| TASK MATERIAL |
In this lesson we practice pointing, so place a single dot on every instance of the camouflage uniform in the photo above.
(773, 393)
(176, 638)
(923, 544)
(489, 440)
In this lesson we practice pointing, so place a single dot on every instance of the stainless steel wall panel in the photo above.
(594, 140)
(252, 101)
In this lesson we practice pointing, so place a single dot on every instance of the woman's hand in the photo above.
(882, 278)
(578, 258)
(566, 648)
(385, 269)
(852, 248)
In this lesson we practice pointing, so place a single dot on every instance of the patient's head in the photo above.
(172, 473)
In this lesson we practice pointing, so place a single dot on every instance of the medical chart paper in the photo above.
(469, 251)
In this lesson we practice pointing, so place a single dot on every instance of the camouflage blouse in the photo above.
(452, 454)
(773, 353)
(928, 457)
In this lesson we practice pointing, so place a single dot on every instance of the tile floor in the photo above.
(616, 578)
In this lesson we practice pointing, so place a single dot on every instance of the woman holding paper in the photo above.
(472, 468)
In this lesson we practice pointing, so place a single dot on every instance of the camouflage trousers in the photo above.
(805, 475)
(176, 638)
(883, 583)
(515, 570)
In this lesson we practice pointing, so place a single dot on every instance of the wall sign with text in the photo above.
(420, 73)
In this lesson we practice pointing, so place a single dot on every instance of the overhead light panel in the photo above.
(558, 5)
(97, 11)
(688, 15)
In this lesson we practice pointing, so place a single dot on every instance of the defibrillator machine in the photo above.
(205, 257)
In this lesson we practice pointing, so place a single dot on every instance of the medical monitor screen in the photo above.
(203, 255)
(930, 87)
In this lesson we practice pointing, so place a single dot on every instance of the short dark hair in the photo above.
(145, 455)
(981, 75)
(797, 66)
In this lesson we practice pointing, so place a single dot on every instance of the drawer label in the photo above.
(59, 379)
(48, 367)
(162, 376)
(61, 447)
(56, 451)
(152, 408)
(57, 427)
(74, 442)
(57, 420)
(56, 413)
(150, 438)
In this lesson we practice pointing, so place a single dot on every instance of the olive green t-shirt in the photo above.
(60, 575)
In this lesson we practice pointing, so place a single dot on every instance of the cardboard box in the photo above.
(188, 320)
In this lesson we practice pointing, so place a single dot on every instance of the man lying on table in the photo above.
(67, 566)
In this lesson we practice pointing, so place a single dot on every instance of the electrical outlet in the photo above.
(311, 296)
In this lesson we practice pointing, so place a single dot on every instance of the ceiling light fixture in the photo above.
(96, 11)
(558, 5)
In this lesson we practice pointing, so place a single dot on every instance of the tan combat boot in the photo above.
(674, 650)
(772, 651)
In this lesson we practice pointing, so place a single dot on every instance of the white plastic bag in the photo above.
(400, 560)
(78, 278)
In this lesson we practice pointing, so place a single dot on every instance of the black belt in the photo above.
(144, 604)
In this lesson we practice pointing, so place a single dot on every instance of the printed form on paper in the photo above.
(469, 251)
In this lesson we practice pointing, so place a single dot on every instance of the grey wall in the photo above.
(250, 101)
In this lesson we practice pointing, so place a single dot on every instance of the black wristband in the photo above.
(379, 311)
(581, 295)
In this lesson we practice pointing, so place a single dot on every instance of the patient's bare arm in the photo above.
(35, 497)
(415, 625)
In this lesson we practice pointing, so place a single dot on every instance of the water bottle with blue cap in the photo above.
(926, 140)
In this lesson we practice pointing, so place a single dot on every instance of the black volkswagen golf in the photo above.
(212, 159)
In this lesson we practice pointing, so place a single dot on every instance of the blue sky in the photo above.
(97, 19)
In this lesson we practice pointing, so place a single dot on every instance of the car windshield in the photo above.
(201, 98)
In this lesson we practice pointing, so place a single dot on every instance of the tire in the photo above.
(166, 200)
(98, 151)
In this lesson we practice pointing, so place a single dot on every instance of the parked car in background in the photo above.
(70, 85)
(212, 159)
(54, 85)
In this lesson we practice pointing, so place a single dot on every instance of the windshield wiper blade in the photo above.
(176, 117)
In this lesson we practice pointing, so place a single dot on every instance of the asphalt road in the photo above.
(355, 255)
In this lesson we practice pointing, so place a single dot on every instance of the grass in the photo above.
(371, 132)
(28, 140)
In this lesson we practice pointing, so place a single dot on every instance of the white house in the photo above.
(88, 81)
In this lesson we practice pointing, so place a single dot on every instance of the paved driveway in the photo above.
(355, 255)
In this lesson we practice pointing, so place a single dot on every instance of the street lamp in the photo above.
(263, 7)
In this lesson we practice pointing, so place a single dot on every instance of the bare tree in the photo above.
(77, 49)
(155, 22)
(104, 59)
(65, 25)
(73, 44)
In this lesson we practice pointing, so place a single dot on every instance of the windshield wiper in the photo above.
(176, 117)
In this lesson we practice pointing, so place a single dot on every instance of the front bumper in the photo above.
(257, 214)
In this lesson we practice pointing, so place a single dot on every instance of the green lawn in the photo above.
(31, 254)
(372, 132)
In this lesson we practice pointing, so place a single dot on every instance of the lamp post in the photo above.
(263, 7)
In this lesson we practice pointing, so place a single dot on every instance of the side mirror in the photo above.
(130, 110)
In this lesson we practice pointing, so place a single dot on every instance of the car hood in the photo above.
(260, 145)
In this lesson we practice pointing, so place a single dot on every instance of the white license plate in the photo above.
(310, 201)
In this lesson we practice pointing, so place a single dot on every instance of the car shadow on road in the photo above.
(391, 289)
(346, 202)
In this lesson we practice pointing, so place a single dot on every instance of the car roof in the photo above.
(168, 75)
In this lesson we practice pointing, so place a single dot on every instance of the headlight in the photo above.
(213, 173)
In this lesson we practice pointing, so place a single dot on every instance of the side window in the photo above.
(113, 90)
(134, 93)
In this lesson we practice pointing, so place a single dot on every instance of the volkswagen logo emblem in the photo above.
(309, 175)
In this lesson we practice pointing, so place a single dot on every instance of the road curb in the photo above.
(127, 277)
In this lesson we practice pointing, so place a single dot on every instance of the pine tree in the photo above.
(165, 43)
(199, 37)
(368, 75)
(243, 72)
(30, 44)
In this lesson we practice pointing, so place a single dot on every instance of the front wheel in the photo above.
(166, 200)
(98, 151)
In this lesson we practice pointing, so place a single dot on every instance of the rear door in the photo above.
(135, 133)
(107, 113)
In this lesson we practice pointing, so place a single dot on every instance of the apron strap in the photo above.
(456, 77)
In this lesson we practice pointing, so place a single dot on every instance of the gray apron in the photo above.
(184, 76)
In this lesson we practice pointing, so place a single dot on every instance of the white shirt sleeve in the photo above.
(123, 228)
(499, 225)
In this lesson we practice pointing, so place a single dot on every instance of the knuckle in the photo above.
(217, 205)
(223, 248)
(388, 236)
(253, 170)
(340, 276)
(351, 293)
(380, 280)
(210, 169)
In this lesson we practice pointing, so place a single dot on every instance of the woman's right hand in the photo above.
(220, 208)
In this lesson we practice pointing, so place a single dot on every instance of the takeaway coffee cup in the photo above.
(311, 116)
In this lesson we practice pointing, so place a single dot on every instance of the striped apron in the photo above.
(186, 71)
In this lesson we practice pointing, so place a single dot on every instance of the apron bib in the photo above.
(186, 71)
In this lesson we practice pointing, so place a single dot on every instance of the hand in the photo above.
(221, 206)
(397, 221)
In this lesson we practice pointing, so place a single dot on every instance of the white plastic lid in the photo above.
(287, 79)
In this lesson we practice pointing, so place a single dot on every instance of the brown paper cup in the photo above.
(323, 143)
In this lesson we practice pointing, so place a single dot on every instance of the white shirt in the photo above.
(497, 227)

| WHAT YOU SHOULD DO |
Could you write out all of the entries precisely as they stand?

| EXERCISE RESPONSE |
In this lesson we practice pointing, so place a single dot on every instance of the camouflage uniform in the photo above.
(773, 393)
(176, 638)
(923, 544)
(489, 440)
In this lesson we practice pointing, so place a single dot on every instance of the stainless steel wall panel in the photo above.
(594, 140)
(252, 101)
In this lesson we practice pointing, so place a single dot on every instance of the woman's hand in the photo above.
(882, 278)
(578, 258)
(566, 648)
(385, 269)
(852, 248)
In this lesson we practice pointing, so place a single dot on every instance of the patient's head in the photo above.
(172, 473)
In this lesson we practice pointing, so place a single dot on every instance of the medical chart paper in the photo above.
(469, 251)
In this lesson we practice pointing, so place a single dot on every instance of the camouflage blouse in the photo above.
(452, 454)
(773, 353)
(928, 457)
In this lesson we practice pointing, so place a single dot on every instance of the tile floor in the photo above.
(616, 578)
In this lesson we practice pointing, so place a single dot on every instance of the woman holding paper in the photo above.
(472, 468)
In this lesson we practice pointing, so place a single dot on every instance of the camouflage trousers in the photo above.
(805, 475)
(176, 638)
(883, 583)
(515, 570)
In this lesson we practice pointing, so place a single dot on every instance of the wall sign with text in the photo above.
(420, 73)
In this lesson we practice pointing, so place a single dot on every instance of the overhead light panel in the photo above.
(558, 5)
(97, 11)
(688, 15)
In this lesson we practice pointing, so place a single dot on every instance of the defibrillator machine in the photo above.
(205, 257)
In this lesson we practice pointing, so place a single dot on every instance of the medical monitor screen in the photo above.
(203, 255)
(930, 87)
In this lesson we practice pointing, so place a single dot on every instance of the short dark hair in the photo above.
(145, 455)
(981, 75)
(797, 66)
In this lesson we practice pointing, so place a single dot on every instance of the drawer label in the photo above.
(59, 379)
(48, 367)
(162, 376)
(61, 447)
(56, 451)
(152, 408)
(57, 427)
(74, 442)
(57, 420)
(56, 413)
(150, 438)
In this lesson we practice pointing, so place a single dot on every instance of the olive green t-shirt in the photo above.
(60, 575)
In this lesson we practice pointing, so place a single dot on every instance of the cardboard box in the photo above.
(188, 320)
In this lesson we practice pointing, so place a single dot on every instance of the man lying on table in the photo above.
(67, 566)
In this lesson we practice pointing, so place a single dot on every instance of the electrical outlet in the photo above.
(311, 296)
In this lesson we practice pointing, so place a single dot on every instance of the ceiling light fixture in the photo above.
(96, 11)
(558, 5)
In this lesson we practice pointing, so place a single dot on every instance of the tan combat boot in the photo above.
(674, 650)
(772, 651)
In this lesson we practice pointing, so place a single dot on every instance of the white plastic bag in the photo above.
(400, 560)
(78, 278)
In this lesson we practice pointing, so place a single dot on every instance of the black belt in the photo above.
(144, 604)
In this lesson we practice pointing, so place a single dot on every instance of the printed form on paper in the photo above.
(469, 251)
In this lesson we practice pointing, so place a single dot on every instance of the grey wall in the photo above.
(250, 101)
In this lesson we practice pointing, so place a single dot on every instance of the black wristband in the photo above.
(379, 311)
(581, 295)
In this lesson we practice pointing, so place a single dot on every instance of the patient's bare arm in the photo above.
(35, 497)
(415, 625)
In this lesson we practice pointing, so place a single dot on every instance of the water bottle with blue cap in the photo above.
(926, 140)
In this lesson we practice pointing, so place a single dot on every instance of the black volkswagen golf in the photo above.
(212, 159)
In this lesson we practice pointing, so place a single dot on every instance of the blue sky in the photo above.
(97, 19)
In this lesson we practice pointing, so place a single dot on every instance of the car windshield in the photo above.
(201, 98)
In this lesson we practice pointing, so place a single dot on every instance of the tire in the photo above.
(166, 200)
(98, 151)
In this lesson we practice pointing, so place a single dot on every instance of the parked car in background in the photo above.
(70, 85)
(212, 159)
(54, 85)
In this lesson we practice pointing, so place a single dot on every instance of the windshield wiper blade in the photo above.
(176, 117)
In this lesson we practice pointing, so place a single dot on every instance of the asphalt road in the photo above.
(355, 255)
In this lesson we practice pointing, so place a single dot on every instance of the grass in the photo above.
(371, 132)
(28, 140)
In this lesson we practice pointing, so place a single dot on every instance of the white house in the photo above.
(88, 81)
In this lesson we practice pointing, so place a single dot on every instance of the paved driveway in the photo above.
(355, 255)
In this lesson we practice pointing, so place a single dot on every instance of the street lamp in the photo above.
(263, 7)
In this lesson we practice pointing, so place a single dot on every instance of the bare tree in the photo above.
(77, 49)
(155, 22)
(104, 59)
(65, 25)
(73, 44)
In this lesson we practice pointing, so place a single dot on every instance of the windshield wiper in the photo above.
(176, 117)
In this lesson we practice pointing, so place a single dot on every instance of the front bumper in the photo above.
(257, 214)
In this lesson we practice pointing, so place a single dot on every instance of the green lawn in the photo above.
(31, 254)
(372, 132)
In this lesson we practice pointing, so place a single dot on every instance of the lamp post in the photo above.
(263, 7)
In this lesson we practice pointing, so place a single dot on every instance of the side mirror in the photo above.
(130, 110)
In this lesson we practice pointing, so place a single dot on every instance of the car hood in the photo above.
(260, 145)
In this lesson we practice pointing, so place a single dot on every instance of the white license plate in the photo above.
(310, 201)
In this lesson we practice pointing, so place a single dot on every instance of the car shadow on road in the photo above.
(391, 289)
(346, 202)
In this lesson we practice pointing, so place a single dot on every instance of the car roof in the photo above.
(168, 75)
In this lesson we practice pointing, so place a single dot on every instance of the headlight in the photo above.
(213, 173)
In this lesson we practice pointing, so place a single dot on every instance of the side window in the photo above.
(113, 90)
(134, 93)
In this lesson we practice pointing, so place a single dot on every instance of the volkswagen logo emblem in the photo above.
(309, 175)
In this lesson we practice pointing, so place a single dot on every instance of the road curb in the photo above.
(127, 277)
In this lesson we practice pointing, so place a single dot on every instance of the pine tree in the photo above.
(165, 43)
(199, 37)
(368, 75)
(243, 72)
(30, 44)
In this lesson we practice pointing, so place a single dot on every instance of the front wheel in the photo above.
(166, 200)
(98, 151)
In this lesson we practice pointing, so place a single dot on every instance of the rear door in the photo above.
(135, 133)
(107, 113)
In this lesson we practice pointing, so place a single dot on every instance of the apron strap in the photo above.
(456, 77)
In this lesson we practice pointing, so place a single dot on every instance of the gray apron in the photo above.
(184, 76)
In this lesson we practice pointing, so place a single dot on every instance of the white shirt sleeve in the photo above.
(123, 228)
(499, 225)
In this lesson we practice pointing, so place a single dot on every instance of the knuckle in the photo above.
(217, 205)
(223, 248)
(388, 236)
(253, 170)
(340, 276)
(351, 293)
(380, 280)
(210, 169)
In this lesson we practice pointing, so place a single dot on every instance of the woman's right hand in the photo above.
(220, 208)
In this lesson we practice pointing, so place a single dot on every instance of the takeaway coffee cup in the photo above.
(311, 116)
In this lesson we practice pointing, so place a single dot on every instance of the striped apron in the photo above.
(186, 71)
In this lesson we practice pointing, so place a single dot on every instance of the apron bib in the photo above.
(186, 71)
In this lesson we practice pointing, so place a single dot on every instance of the hand in the photo above.
(221, 206)
(397, 221)
In this lesson we practice pointing, so place a single dot on every instance of the white plastic lid in the photo above.
(287, 79)
In this lesson we practice pointing, so place a single dot on every instance of the brown paper cup in the photo above.
(323, 143)
In this lesson we practice pointing, so place a single dot on every instance of the white shirt in the photo above.
(497, 227)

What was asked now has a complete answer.